Work to be completed:
Lines from the one containing "the car hood" through the end of the data are to be returned exactly, and no others.

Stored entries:
-----

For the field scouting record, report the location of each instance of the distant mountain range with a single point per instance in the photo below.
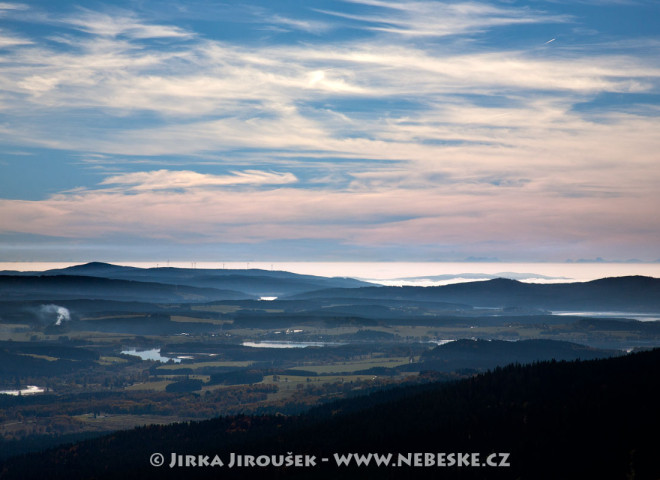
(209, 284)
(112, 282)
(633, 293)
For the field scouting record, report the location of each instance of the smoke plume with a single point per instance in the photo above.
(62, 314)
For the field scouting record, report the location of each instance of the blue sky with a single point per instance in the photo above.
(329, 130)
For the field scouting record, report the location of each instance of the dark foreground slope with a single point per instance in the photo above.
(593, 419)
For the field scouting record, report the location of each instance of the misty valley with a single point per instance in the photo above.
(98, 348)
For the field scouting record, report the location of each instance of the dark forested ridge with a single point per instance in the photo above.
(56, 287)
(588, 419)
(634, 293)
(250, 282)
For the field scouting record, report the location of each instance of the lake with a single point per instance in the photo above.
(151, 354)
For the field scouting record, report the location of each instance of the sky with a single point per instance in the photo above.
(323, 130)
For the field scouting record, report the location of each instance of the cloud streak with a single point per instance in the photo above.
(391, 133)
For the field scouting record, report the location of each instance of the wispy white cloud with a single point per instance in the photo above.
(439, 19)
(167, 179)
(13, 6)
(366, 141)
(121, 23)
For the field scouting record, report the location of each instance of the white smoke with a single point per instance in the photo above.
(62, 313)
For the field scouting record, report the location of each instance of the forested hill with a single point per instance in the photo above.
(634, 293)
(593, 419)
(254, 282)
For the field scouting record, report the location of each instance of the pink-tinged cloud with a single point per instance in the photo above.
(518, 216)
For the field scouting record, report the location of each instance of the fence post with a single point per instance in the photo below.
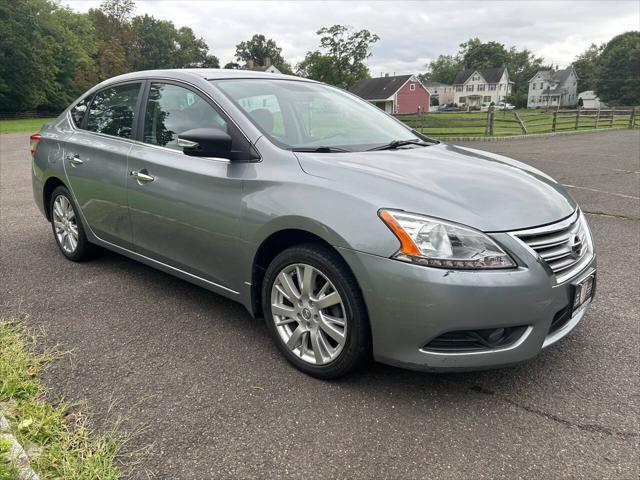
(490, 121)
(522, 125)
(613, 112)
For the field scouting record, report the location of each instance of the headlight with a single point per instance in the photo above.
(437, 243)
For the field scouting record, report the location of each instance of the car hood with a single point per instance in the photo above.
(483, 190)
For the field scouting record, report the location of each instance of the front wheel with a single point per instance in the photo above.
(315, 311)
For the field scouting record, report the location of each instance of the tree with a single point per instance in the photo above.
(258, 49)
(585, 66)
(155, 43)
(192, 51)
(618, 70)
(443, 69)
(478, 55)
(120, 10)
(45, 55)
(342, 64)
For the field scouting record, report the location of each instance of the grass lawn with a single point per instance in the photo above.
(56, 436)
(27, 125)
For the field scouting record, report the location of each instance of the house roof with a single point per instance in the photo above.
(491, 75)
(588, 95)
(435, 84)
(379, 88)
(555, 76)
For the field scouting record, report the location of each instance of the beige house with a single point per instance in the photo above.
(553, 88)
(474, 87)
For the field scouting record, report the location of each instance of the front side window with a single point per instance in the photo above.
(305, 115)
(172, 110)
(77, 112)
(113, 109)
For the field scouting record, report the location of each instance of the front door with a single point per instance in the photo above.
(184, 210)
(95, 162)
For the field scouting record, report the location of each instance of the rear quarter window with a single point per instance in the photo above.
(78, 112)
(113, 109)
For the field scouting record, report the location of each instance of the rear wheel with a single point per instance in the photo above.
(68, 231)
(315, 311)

-----

The solution:
For the field scouting record, report the location of each instance of the car hood with a single point per instance in the photo above.
(483, 190)
For the field scouting record, report the location of each instance of the front wheel with a single point per instance in the photo above.
(315, 311)
For the field scouting record, report the location of each instance of the tree with a single point per instance in the photo above.
(258, 49)
(585, 66)
(155, 43)
(192, 51)
(618, 70)
(443, 69)
(478, 55)
(120, 10)
(45, 55)
(342, 64)
For the field scouting record, report the location of each instance of the grass lawn with a single point per instance in the photo above.
(56, 436)
(27, 125)
For the field scouting record, report the location of each instance of the house roof with a single point per instance in the photo above.
(491, 75)
(588, 95)
(435, 84)
(379, 88)
(555, 76)
For the field scouting record, report the location of each instance of the beige house with a single point per instance in the photo above.
(553, 88)
(474, 87)
For the field scouting record, report the location of each instance of the front side window with a single point per instance in the photo above.
(305, 115)
(172, 110)
(77, 112)
(113, 109)
For the field scouting record, report the location of each instance of the front door with a single point per instance in the photo above.
(184, 210)
(95, 162)
For the field scouting record, report the location of each instance of the rear quarter window with a single point per instance in the photo above.
(78, 112)
(113, 109)
For the field scouting record, report the location of each instance of the rear wheel with a single point per instance in the photo above.
(68, 231)
(315, 311)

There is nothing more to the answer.